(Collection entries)
--- START ---

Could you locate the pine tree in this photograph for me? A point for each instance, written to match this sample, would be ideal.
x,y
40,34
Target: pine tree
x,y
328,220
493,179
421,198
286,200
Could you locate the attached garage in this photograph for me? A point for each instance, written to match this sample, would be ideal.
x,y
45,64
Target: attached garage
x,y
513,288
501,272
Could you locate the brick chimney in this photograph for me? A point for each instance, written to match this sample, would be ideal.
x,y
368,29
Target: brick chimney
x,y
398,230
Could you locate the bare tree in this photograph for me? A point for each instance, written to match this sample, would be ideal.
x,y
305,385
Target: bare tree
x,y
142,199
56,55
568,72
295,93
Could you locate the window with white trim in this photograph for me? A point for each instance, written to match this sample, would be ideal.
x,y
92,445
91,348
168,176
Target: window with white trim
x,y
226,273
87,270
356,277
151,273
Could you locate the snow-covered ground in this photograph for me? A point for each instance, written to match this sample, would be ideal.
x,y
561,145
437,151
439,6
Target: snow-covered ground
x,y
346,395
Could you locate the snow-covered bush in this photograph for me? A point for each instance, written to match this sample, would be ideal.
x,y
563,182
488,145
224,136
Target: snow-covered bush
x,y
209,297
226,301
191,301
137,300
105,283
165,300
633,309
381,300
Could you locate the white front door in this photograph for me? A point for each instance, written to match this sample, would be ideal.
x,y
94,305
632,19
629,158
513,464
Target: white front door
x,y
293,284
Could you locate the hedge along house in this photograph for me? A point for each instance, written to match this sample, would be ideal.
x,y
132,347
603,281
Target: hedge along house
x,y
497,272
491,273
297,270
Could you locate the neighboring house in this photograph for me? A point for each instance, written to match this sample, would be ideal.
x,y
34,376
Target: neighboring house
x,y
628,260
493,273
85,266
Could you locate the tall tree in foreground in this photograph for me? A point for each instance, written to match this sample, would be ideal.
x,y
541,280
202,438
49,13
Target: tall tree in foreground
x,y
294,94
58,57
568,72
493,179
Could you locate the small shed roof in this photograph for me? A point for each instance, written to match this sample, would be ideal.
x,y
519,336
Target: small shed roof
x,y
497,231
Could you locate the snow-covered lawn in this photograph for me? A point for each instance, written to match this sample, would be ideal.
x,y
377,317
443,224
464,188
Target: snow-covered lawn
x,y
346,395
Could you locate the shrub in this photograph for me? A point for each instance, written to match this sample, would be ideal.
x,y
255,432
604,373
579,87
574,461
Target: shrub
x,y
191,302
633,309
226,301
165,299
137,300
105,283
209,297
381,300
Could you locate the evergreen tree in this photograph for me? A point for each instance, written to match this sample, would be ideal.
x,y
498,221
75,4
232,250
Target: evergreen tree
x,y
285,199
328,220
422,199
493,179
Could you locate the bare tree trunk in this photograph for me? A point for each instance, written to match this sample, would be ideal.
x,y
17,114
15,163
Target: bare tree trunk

--- END ---

Objective:
Reproduce word for word the lines of the records above, starting with the line that contains "Could you locate the evergreen" and continuing through the final line of the records.

The solution:
Could you locate the evergreen tree in this photograph for me? A point for each instance, written to match this sample, would be ideal.
x,y
498,221
75,4
232,250
Target: evergreen tree
x,y
285,199
328,220
422,199
493,179
Could you locate the bare tree trunk in this photograph for me? A point for each instance, written to match this sample, would be ideal.
x,y
17,114
15,163
Target: bare tree trunk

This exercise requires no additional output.